TEXT UNDER STUDY ->
::::::
As a child psychologist with a particular passion and speciality in spirituality, particularly spiritual formation, I was very excited to review Catherine Stonehouse and Scottie May’s Listening to Children on the Spiritual Journey. This book discusses the results from multiple projects exploring childhood Christian spirituality. Before thinking it may be boring, allow me to assure you that it’s not. While it could definitely be used in an academic setting (the publishing house emphasizes that), it really is meant for laity, not academics.
I recently began a spirituality group as part of my organization’s child partial hospitalization program for psychiatric problems. This book was helpful in developing some activities to initiate discussion on spiritual topics. However, it really is meant for a parents and church-based ministries rather than therapists. And it is focused on Christian spirituality. So if you’re looking for ways to explore the spirituality of atheist children, this book is probably not what you’re looking for (although I would also argue it’s techniques could be altered for the appropriate spiritual context).
Stonehouse and May begin their tome by beautifully introducing their passion for developing child spirituality and discussing their research methodology. It’s detailed enough to moderately satisfy those of us with a critical eye on methodology (their more detailed appendix helps), but does not get bogged down in academic technicalities so as to lose readers of the intended audience. They then wisely move into beginning to tell some of the stories of kids’ responses to various prompts. I think it was wise for them to begin this way because it emphasizes that children can and do talk about deep spiritual concepts… when given the opportunity. I can vouch for this in the groups I have run. In fact, as I discussed on my blog, I think children are just as sophisticated as many adults. What often seems to happen is that we, as a society, do not develop children’s spiritualities, so as adults, we are essentially stunted at the childhood developmental level.
Stonehouse and May do not make this argument, but I saw continued evidence for this as I read the stories. The child participants are often more willing to ask questions than most adults. They are also able to more vibrantly verbalize their experiences with God and Christ. In fact, their desire to truly be with God far surpasses the desire of most adults I know (including myself).
From this foundation, they continue to tell stories, weaving in various techniques to stimulate spiritual discussion and also challenge children to grow. These are the techniques that are both useful for research and are incredibly practical for use in homes, churches, youth groups, schools, etc. At the core of many of the practices is a concept of reflective engagement, the idea of letting the children meditate and contemplate spiritual ideas for themselves. Some are done with others, some individually. While some people may think children may not be able to do this, Stonehouse and May’s anecdotes passionately prove otherwise.
While this book is intended to help people develop children’s spirituality, I think it has just as much potential (if not more potential) to help form adult’s spirituality. In fact, several of the reflective engagement practices are conducted with the whole family or in dialogue with adults. It is meant to let everyone experience God together, in a true corporate worship experience. And then seeing the innocent and pure love of Christ cannot not affect the adult hearts that have been hardened by cynicism, pain, and suffering. Truly, we will learn from the children.
::::::
PROVIDED INFORMATION ->

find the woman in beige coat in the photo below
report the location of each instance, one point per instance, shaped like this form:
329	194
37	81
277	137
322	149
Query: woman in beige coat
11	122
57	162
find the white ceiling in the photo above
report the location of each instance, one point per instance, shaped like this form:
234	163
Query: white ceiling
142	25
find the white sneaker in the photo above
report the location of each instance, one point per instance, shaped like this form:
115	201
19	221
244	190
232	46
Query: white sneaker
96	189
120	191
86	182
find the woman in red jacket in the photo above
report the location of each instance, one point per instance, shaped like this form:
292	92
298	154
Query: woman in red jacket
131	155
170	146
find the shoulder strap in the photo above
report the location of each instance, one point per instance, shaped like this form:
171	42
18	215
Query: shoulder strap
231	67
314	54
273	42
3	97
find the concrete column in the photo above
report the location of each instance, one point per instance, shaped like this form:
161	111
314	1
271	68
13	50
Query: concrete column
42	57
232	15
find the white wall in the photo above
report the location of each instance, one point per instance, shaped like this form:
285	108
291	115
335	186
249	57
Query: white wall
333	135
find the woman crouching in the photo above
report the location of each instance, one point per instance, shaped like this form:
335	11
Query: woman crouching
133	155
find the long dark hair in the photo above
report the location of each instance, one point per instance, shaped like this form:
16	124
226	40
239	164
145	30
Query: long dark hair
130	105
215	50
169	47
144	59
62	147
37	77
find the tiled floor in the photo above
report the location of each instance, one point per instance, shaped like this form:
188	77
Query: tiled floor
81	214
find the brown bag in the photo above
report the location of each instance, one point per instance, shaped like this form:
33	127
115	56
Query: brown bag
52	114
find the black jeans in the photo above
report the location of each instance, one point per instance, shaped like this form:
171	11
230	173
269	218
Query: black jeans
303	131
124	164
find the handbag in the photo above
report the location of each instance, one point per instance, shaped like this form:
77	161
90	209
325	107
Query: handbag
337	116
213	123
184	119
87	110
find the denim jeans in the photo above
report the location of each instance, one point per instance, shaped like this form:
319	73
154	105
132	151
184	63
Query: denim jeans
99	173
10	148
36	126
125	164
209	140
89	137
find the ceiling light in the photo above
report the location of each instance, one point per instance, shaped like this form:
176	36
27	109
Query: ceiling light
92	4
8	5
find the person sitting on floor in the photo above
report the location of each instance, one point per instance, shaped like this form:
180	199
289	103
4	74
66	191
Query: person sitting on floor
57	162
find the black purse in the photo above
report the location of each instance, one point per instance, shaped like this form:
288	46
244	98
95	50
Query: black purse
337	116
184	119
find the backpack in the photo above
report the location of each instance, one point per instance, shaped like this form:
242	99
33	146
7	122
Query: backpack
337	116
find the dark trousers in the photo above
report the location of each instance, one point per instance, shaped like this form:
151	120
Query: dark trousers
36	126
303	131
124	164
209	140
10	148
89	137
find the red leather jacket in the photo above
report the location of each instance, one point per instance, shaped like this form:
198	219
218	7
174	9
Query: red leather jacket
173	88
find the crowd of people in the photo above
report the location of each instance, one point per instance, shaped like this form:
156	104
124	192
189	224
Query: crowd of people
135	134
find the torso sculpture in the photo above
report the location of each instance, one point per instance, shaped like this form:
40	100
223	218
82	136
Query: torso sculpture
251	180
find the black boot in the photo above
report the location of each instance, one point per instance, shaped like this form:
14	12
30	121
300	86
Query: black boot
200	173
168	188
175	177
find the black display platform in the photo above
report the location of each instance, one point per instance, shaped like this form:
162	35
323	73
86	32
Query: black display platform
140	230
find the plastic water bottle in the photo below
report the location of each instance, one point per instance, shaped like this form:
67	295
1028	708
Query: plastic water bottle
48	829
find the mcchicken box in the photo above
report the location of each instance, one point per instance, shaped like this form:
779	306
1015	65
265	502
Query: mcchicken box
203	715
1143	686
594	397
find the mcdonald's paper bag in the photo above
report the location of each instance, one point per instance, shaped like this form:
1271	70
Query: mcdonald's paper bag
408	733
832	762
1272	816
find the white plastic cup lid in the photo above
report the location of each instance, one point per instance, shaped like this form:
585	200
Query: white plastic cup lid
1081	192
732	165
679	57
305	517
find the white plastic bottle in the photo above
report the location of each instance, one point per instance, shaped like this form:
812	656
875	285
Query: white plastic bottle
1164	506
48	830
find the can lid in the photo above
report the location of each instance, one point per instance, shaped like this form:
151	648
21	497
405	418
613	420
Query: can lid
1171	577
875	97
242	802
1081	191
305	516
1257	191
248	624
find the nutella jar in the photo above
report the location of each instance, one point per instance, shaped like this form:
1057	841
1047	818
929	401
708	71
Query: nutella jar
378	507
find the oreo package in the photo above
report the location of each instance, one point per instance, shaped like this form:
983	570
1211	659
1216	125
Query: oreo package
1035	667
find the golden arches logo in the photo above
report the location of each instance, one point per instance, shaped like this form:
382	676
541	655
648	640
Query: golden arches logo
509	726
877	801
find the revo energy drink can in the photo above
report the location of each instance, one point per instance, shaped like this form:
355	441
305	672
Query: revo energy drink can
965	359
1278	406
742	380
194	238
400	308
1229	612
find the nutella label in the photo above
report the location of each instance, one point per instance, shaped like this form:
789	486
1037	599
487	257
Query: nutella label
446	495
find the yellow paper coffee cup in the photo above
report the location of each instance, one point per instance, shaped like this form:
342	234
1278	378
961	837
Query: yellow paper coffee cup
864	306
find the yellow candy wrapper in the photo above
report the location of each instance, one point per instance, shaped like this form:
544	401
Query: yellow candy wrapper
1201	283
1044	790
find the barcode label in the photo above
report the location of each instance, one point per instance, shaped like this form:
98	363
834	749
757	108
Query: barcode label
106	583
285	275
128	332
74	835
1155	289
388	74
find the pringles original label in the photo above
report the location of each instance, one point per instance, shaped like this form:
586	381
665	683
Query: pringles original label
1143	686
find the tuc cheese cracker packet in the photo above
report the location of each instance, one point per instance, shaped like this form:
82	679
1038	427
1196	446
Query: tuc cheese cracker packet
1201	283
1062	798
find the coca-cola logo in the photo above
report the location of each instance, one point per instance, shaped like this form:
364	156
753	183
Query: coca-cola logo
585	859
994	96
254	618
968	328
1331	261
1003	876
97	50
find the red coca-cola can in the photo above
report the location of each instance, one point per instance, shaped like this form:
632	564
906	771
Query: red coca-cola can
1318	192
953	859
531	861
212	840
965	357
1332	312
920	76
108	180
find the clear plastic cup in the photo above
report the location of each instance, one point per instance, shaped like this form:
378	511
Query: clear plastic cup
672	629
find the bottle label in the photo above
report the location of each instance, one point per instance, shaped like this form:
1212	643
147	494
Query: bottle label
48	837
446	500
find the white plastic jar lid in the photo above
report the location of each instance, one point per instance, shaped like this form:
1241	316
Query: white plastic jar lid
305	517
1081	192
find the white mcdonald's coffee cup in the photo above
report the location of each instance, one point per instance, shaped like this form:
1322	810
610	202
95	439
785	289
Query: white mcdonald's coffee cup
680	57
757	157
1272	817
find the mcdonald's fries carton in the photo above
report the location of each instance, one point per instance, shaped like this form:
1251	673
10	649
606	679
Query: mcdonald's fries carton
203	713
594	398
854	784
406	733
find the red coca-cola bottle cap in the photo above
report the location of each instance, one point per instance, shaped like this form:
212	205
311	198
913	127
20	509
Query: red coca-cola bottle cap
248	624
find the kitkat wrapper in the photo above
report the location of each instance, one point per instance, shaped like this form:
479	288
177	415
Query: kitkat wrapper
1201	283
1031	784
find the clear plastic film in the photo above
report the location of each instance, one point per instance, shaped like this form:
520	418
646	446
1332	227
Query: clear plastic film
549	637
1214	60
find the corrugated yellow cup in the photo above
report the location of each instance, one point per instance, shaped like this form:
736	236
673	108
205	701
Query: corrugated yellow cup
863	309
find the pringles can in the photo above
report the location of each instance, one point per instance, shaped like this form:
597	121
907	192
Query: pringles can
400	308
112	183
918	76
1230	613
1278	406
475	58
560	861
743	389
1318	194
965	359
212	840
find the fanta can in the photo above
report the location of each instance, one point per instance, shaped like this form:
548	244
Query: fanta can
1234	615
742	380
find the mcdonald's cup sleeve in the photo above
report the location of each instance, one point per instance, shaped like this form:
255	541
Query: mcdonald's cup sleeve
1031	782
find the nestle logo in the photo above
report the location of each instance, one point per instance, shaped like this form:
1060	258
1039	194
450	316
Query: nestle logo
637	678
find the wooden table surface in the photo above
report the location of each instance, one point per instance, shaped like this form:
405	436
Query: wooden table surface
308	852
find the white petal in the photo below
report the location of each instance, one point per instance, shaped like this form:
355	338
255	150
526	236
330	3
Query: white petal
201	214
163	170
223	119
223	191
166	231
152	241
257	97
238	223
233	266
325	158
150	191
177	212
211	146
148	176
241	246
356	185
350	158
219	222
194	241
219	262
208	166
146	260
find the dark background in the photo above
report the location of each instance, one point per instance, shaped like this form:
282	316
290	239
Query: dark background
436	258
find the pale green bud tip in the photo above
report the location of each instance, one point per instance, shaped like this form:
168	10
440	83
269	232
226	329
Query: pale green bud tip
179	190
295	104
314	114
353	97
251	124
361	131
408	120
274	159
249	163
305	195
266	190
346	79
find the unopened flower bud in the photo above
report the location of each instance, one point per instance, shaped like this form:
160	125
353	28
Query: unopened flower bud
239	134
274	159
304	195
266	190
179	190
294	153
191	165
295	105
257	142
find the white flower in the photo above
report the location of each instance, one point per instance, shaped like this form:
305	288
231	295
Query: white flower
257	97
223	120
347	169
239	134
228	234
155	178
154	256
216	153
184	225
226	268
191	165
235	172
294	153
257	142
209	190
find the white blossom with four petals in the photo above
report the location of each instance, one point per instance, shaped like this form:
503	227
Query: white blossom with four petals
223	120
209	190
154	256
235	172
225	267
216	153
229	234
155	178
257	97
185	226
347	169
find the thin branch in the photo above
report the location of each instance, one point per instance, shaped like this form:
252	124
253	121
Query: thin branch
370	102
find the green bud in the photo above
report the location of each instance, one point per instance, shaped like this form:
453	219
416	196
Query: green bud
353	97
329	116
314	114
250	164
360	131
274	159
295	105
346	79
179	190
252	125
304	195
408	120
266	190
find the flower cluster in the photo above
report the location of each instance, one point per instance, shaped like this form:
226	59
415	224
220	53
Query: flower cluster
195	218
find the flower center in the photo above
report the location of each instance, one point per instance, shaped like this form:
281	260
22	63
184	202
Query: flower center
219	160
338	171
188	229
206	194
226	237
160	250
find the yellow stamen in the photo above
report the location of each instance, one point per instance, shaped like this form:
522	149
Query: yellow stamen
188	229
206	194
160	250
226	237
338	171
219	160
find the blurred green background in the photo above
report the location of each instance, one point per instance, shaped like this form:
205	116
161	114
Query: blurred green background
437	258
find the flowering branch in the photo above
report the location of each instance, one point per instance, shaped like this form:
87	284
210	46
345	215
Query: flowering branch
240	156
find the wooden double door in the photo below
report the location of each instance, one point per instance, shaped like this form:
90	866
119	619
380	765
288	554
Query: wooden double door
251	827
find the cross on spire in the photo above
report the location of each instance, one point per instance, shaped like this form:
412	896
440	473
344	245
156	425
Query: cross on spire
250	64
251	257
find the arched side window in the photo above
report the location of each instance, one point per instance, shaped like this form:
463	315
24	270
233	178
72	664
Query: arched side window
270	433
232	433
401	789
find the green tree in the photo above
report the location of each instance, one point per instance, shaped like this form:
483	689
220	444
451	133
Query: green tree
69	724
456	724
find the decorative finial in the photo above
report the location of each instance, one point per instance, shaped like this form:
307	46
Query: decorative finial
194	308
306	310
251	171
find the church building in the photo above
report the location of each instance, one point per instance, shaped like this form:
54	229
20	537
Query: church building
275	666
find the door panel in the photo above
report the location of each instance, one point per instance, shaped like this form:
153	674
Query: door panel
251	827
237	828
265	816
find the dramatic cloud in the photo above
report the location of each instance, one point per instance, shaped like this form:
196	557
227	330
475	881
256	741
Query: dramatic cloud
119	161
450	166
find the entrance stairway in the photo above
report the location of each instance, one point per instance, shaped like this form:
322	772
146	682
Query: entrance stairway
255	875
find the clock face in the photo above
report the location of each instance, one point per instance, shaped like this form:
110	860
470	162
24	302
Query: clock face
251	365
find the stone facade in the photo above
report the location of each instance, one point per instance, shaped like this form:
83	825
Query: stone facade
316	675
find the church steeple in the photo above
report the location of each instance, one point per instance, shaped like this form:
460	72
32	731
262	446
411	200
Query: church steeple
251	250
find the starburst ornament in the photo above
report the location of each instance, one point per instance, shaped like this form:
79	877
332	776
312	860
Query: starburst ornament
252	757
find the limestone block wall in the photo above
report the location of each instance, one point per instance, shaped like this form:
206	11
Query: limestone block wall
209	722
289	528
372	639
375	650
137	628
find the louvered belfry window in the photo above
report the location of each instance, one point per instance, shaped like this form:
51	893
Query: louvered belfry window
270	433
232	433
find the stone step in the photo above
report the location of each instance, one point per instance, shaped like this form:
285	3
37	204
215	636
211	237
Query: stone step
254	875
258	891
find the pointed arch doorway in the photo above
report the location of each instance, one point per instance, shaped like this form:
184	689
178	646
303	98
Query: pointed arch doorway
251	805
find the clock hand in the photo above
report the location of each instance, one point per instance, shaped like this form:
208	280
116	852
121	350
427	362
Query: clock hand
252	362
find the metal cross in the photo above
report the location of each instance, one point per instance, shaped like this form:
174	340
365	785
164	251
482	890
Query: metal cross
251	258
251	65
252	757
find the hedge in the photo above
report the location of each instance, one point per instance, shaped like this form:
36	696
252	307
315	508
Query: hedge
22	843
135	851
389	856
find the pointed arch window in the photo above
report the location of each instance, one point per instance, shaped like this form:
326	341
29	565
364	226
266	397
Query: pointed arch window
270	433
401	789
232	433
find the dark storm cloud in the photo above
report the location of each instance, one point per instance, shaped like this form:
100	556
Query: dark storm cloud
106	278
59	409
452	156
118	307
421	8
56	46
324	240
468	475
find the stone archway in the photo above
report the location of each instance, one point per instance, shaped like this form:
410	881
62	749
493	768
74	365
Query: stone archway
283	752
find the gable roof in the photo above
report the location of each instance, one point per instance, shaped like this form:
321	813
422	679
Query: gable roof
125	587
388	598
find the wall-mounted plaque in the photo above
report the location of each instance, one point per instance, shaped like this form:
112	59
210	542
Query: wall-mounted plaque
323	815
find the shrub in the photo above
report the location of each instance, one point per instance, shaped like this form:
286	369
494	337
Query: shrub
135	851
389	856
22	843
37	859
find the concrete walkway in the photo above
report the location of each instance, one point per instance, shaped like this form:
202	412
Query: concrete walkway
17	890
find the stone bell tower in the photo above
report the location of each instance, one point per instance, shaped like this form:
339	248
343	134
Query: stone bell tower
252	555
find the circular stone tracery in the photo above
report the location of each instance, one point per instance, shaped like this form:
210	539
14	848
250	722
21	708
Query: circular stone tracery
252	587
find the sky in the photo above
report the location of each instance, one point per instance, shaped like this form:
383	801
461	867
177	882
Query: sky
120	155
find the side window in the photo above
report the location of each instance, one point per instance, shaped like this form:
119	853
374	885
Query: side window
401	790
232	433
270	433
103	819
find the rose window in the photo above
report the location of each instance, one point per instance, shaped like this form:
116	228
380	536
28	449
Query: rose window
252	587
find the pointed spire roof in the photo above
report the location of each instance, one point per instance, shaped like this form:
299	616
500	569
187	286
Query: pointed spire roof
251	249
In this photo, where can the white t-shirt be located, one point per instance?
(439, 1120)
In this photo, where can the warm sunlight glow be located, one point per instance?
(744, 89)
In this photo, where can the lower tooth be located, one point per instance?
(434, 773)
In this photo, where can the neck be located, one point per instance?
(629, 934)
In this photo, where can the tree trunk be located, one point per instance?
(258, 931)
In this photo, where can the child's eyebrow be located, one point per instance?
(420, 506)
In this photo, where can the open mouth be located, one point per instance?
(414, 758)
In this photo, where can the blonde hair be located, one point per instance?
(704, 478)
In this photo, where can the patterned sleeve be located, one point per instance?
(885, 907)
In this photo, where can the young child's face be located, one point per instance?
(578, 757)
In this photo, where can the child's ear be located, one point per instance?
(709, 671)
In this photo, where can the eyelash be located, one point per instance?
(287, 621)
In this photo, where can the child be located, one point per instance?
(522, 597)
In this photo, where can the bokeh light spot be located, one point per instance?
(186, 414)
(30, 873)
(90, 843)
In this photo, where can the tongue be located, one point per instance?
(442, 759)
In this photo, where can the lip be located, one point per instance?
::::::
EXPLORE THE MATERIAL ->
**1.** Answer these questions using the book review above the data.
(a) The reviewer's spirituality group is part of what kind of program?
(b) What concept lies at the core of many of the book's practices?
(c) According to the review's opening paragraph, who is the book really meant for?
**2.** Print everything in the book review from "While this book" down to "from the children.".

RESPONSES BY ITEM NUMBER ->
**1.**
(a) A child partial hospitalization program for psychiatric problems.
(b) Reflective engagement: letting the children meditate on and contemplate spiritual ideas for themselves.
(c) Laity, not academics.

**2.**
While this book is intended to help people develop children’s spirituality, I think it has just as much potential (if not more potential) to help form adult’s spirituality. In fact, several of the reflective engagement practices are conducted with the whole family or in dialogue with adults. It is meant to let everyone experience God together, in a true corporate worship experience. And then seeing the innocent and pure love of Christ cannot not affect the adult hearts that have been hardened by cynicism, pain, and suffering. Truly, we will learn from the children.